Task prompt = The answer should be an exact copy of the lines from the line with "of the standing" through the last line of the entries, and no other lines.

____

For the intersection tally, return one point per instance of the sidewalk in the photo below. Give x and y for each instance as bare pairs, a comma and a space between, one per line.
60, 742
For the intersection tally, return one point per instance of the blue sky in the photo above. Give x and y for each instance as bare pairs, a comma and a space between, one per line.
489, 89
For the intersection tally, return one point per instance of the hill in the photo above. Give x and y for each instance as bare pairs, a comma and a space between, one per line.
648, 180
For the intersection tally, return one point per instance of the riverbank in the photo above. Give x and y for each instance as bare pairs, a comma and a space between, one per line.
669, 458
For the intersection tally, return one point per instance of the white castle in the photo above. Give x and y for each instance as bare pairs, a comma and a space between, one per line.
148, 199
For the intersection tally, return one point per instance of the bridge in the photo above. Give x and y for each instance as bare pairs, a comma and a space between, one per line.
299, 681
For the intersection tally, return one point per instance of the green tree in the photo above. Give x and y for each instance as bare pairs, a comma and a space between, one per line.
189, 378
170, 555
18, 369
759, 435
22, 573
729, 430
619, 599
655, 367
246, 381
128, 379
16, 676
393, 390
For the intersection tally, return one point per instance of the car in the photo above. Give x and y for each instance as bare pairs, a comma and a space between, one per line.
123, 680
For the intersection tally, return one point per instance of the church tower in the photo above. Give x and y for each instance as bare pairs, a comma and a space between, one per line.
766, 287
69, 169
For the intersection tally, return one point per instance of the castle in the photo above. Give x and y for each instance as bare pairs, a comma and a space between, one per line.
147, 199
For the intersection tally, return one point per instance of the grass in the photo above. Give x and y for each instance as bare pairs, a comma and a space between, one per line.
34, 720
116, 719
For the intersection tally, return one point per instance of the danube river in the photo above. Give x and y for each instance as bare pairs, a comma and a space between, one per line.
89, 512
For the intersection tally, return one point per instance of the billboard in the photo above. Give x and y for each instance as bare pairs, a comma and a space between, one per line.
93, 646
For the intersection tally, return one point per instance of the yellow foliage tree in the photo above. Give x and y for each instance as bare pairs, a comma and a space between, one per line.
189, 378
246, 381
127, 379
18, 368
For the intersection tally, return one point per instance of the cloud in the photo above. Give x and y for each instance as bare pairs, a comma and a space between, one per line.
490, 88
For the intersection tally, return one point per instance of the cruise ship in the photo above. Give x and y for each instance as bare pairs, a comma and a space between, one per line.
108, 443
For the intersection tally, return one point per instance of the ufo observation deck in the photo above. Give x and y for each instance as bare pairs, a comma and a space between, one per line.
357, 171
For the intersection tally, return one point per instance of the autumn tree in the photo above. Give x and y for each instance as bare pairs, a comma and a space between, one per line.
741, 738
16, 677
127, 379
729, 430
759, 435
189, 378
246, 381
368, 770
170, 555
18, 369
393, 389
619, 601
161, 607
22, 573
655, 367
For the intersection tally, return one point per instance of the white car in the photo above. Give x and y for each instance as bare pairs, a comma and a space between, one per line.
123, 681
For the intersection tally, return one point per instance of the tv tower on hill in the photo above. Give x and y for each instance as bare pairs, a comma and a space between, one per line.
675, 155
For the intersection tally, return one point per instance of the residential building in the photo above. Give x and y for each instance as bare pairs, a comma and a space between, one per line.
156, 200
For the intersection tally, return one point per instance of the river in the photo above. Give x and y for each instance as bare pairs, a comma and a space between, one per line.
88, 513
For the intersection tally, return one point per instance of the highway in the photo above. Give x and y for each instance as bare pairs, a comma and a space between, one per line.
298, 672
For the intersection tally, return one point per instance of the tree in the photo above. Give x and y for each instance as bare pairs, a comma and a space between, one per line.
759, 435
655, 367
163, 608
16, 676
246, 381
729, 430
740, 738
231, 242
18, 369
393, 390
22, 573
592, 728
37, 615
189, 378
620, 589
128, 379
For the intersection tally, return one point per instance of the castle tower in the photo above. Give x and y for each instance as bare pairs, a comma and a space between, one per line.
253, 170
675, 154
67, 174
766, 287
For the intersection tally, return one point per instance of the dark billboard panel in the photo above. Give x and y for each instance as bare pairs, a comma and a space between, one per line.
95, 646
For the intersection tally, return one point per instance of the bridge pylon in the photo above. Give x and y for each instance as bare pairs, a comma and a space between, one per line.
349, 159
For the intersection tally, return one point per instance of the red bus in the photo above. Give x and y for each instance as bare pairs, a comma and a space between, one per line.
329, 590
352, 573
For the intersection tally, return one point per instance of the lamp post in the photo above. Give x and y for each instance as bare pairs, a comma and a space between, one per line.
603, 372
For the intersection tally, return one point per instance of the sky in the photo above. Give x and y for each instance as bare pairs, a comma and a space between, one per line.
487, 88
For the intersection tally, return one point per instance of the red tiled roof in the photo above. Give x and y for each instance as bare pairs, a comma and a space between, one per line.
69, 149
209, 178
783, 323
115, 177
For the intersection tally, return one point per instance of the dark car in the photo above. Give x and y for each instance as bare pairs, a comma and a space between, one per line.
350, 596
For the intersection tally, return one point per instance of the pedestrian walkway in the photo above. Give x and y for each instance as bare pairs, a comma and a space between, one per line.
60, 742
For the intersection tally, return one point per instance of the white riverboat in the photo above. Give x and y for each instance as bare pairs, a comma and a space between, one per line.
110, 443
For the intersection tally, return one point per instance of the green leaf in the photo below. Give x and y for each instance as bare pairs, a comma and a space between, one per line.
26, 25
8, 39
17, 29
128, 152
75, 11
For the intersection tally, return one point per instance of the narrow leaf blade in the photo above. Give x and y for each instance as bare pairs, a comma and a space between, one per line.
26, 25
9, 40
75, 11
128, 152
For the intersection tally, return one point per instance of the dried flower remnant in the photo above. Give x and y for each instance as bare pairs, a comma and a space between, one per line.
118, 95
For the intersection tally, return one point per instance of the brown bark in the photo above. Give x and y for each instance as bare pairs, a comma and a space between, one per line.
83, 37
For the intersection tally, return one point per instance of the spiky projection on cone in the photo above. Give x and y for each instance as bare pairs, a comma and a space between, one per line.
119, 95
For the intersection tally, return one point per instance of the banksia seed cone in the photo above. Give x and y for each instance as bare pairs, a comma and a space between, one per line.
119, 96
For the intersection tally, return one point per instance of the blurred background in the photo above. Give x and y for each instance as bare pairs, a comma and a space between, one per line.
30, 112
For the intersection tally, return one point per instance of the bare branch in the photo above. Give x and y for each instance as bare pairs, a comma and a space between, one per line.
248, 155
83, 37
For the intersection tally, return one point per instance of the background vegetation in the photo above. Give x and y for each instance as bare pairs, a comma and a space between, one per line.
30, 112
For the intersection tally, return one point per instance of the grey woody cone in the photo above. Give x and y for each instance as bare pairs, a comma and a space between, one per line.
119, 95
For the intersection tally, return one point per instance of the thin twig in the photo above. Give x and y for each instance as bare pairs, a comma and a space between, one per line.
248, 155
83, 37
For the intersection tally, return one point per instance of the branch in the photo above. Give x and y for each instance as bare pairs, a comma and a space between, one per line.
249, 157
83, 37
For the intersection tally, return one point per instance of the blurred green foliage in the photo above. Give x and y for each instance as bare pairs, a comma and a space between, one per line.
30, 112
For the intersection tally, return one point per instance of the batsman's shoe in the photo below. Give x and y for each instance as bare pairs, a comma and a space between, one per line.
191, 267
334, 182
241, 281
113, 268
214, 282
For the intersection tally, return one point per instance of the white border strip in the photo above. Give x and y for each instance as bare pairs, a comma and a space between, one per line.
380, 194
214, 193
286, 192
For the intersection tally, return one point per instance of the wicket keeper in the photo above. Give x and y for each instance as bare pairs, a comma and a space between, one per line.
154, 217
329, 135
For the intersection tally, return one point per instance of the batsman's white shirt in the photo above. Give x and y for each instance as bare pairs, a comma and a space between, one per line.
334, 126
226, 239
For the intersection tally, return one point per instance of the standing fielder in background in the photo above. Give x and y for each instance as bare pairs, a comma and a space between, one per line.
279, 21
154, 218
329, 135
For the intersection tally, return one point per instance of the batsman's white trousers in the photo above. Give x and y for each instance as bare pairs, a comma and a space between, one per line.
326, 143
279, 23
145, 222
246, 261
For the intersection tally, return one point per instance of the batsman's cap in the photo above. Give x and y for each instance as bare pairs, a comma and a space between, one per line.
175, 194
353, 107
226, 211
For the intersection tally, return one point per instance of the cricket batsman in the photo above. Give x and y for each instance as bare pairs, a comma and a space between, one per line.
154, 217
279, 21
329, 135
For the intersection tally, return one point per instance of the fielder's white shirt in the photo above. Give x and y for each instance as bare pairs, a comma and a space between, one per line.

____

Response to this exercise =
For the intersection tally, return one point per instance of the standing fielder in background in the photo above. Give x and y for each instance as bare pairs, a comma and a space between, one per line.
279, 21
154, 218
329, 135
For the intersection tally, return one point per instance of the batsman's white trousers in the photo above. Give x and y for each instance as bare pairs, a comma and a space between, one per line.
326, 143
279, 23
145, 222
246, 261
For the intersection tally, return one point per instance of the batsman's cap in the photo above. Give x and y for each instance as bare pairs, a comma and a space between, one per line.
175, 194
353, 107
226, 211
For the intersection tally, return one point per instance of the cricket batsman in the photo above. Give x and y for each instance as bare pairs, a comma and a space between, one per line.
154, 217
279, 21
329, 135
For the intersection tally, return one point per instance of the fielder's white shirt in the photo above. Give x and y for each instance as bare pairs, a comma and a space between, one per line.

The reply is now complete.